**Your instructions:** In each of the rows, swap "hillside" for "ridge" and leave everything else unchanged.

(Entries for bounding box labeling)
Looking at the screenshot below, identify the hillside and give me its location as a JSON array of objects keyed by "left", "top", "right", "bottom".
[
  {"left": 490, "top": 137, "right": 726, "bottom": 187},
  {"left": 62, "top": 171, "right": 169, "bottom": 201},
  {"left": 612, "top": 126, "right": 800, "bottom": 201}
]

**Task response:**
Looking at the screenshot below, identify the ridge and give me its location as a JSON array of objects keyed by "left", "top", "right", "bottom".
[
  {"left": 490, "top": 137, "right": 726, "bottom": 187},
  {"left": 62, "top": 171, "right": 169, "bottom": 201},
  {"left": 612, "top": 126, "right": 800, "bottom": 201}
]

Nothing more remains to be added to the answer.